■ **Passage shown**
The low-temperature gambling thriller 21 is based on Ben Mezrich’s book Bringing Down the House, his account of a ring of MIT math students who used card-counting techniques to win millions at Vegas’ blackjack tables, a practice that wasn’t illegal but certainly frowned on by the casinos.
If you’ve read the book, or if you just know a bit of Las Vegas’ history, a lot of this movie will look strange to you. On the one hand, the students worked in the early 1990s, just before facial-recognition software and automatic card-shuffling machines made their tactics much harder to pull off. The movie barely mentions these, though it takes place in the present day. On the other hand, the movie also shows the casinos employing thugs to beat the crap out of card counters. In reality, they haven’t done this in decades – the giant corporations that own the casinos today don’t want expensive lawsuits. Granted, movies like these have errors built into the DELETE so that real-life cheaters can’t copy the techniques, but those errors shouldn’t be so easy for an amateur like me to spot.
Also, most of the MIT students were of Asian descent, because the casinos racially profiled their gamblers, and Caucasian twentysomethings throwing down huge sums of money at the tables tended to arouse suspicion in ways that Far Eastern, Arab, Persian, and Greek youngsters didn’t. Not surprisingly, the movie whitens up the main characters. Ben Campbell (Jim Sturgess) is an MIT senior who’s already been accepted into Harvard Medical School but can’t afford the $300,000 tuition. Math professor Micky Rosa (Kevin Spacey) recognizes Ben’s situation and his head for numbers and recruits him into his team of card-counters. They all spend their weekends commuting between Boston and Vegas, where they live large. However, their tactics fall foul of casino bad-ass Cole Williams (Laurence Fishburne), not to be confused with the Weekly’s freelance writer by that name.

■ **Action item**
Rewrite the part of the review of 21 that opens with the words containing "If you’ve read" and closes with "me to spot.", putting "gaming houses" wherever "casinos" appears.

■ **Dataset excerpt**
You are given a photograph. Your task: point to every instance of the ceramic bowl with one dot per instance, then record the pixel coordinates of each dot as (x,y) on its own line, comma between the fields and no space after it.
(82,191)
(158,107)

■ **Result**
If you’ve read the book, or if you just know a bit of Las Vegas’ history, a lot of this movie will look strange to you. On the one hand, the students worked in the early 1990s, just before facial-recognition software and automatic card-shuffling machines made their tactics much harder to pull off. The movie barely mentions these, though it takes place in the present day. On the other hand, the movie also shows the gaming houses employing thugs to beat the crap out of card counters. In reality, they haven’t done this in decades – the giant corporations that own the gaming houses today don’t want expensive lawsuits. Granted, movies like these have errors built into the DELETE so that real-life cheaters can’t copy the techniques, but those errors shouldn’t be so easy for an amateur like me to spot.